Pagina —
ECLI:NL:RVS:2003:AI0792

Raad van State

Datum uitspraak
6 augustus 2003
Publicatiedatum
4 april 2013
Zaaknummer
200204523/1
Instantie
Raad van State
Type
Uitspraak
Rechtsgebied
Bestuursrecht
Procedures
  • Hoger beroep
Rechters
Vindplaatsen
  • Rechtspraak.nl
AI samenvatting door LexboostAutomatisch gegenereerd

Weigering verklaring stage voltooid door Raad van Toezicht Orde van Advocaten

In deze zaak heeft de Raad van State op 6 augustus 2003 uitspraak gedaan in hoger beroep over de weigering van de Raad van Toezicht van de Orde van Advocaten in Utrecht om aan appellant een verklaring te geven dat zijn stage is voltooid. Appellant, die de Duitse nationaliteit bezit en in 1997 zijn studie Nederlands recht had afgerond, wilde zich als advocaat in Nederland vestigen. De Raad van Toezicht weigerde deze verklaring op basis van het feit dat appellant zijn stage nooit had aangevangen, aangezien hij niet als advocaat was ingeschreven en geen patroon had gevonden om hem bij te staan. De algemene raad van de Nederlandse Orde van Advocaten verklaarde het beroep van appellant ongegrond, wat door de rechtbank te Utrecht werd bevestigd in een uitspraak van 22 juli 2002. Appellant stelde hoger beroep in en voerde aan dat de nationale voorschriften die hem de toegang tot de advocatuur in Nederland beletten, in strijd zijn met het communautaire recht van vrije vestiging. Hij verwees naar een arrest van het Europese Hof van Justitie, maar de Raad van State oordeelde dat de argumenten van appellant niet opgingen. De Afdeling bestuursrechtspraak bevestigde dat de algemene raad in redelijkheid had kunnen besluiten om geen verklaring af te geven, en dat er geen aanleiding was voor prejudiciële vragen. Het hoger beroep werd ongegrond verklaard en de aangevallen uitspraak werd bevestigd. Er werd geen proceskostenveroordeling opgelegd.

Aangeleverde gegevens —
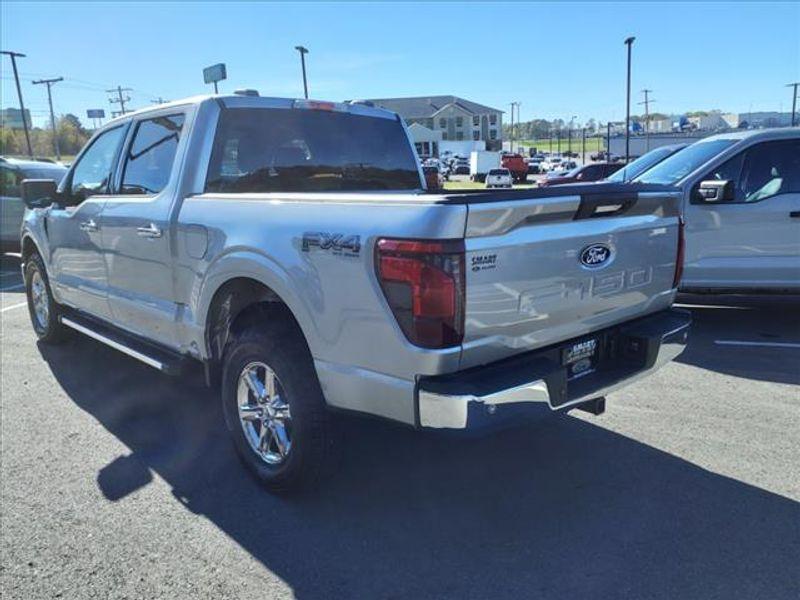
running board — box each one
[60,316,186,375]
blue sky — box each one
[0,1,800,123]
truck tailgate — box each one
[454,184,680,368]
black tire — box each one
[25,253,69,344]
[222,309,336,493]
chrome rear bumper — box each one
[417,309,691,429]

Opdrachten —
• a. Welke nationaliteit heeft appellant volgens de pagina?
• b. Herschrijf in de gegevens alles vanaf de regel met "black tire — box each one" tot en met het einde van de gegevens, en vervang daarin "box" door "outline".

Antwoorden per opdracht —
• a. De Duitse nationaliteit.

• b.
black tire — outline each one
[25,253,69,344]
[222,309,336,493]
chrome rear bumper — outline each one
[417,309,691,429]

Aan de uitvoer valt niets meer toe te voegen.